Excerpted records:
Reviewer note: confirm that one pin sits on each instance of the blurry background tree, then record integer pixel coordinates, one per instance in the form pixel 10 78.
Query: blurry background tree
---
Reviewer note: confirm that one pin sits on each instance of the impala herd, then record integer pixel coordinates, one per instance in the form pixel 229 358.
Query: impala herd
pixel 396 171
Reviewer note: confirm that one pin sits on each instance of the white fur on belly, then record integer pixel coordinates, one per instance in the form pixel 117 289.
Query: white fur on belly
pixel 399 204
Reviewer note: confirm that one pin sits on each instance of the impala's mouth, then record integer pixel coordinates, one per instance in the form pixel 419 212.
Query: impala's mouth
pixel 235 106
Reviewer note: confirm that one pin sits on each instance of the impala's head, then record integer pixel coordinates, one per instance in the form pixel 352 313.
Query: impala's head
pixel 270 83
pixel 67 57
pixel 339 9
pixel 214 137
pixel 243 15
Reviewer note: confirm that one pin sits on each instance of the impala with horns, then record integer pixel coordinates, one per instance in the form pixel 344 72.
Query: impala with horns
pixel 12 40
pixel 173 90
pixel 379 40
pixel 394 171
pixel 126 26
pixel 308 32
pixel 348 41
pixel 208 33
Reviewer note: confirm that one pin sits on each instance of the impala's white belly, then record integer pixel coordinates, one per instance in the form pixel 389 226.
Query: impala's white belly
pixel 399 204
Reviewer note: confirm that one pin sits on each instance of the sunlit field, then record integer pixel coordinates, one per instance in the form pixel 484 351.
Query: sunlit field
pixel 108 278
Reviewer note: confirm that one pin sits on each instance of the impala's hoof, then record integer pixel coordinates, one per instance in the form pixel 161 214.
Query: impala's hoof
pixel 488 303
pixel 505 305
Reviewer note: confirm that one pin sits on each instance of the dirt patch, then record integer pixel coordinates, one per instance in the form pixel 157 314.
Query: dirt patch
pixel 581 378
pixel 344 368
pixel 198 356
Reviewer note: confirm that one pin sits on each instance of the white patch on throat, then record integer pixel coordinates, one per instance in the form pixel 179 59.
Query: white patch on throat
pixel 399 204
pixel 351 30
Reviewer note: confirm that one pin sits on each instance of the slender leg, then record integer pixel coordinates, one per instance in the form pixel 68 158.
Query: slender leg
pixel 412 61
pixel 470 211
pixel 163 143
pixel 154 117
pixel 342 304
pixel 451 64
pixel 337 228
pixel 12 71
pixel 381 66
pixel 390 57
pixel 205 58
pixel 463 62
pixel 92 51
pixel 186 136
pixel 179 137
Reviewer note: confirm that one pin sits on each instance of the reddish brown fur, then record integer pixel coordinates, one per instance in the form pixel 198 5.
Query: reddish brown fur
---
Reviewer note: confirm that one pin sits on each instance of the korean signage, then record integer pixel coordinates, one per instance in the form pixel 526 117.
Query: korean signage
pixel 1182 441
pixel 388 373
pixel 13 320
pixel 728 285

What is needed:
Using the data above, transcribe the lines that run from the line with "pixel 10 78." to the line with "Query: blurry background tree", both ends kept, and output nothing else.

Reply to the task:
Reviewer note: confirm that one pin sits on each instance of the blurry background tree, then record integer pixel coordinates, one per instance in the form pixel 10 78.
Query: blurry background tree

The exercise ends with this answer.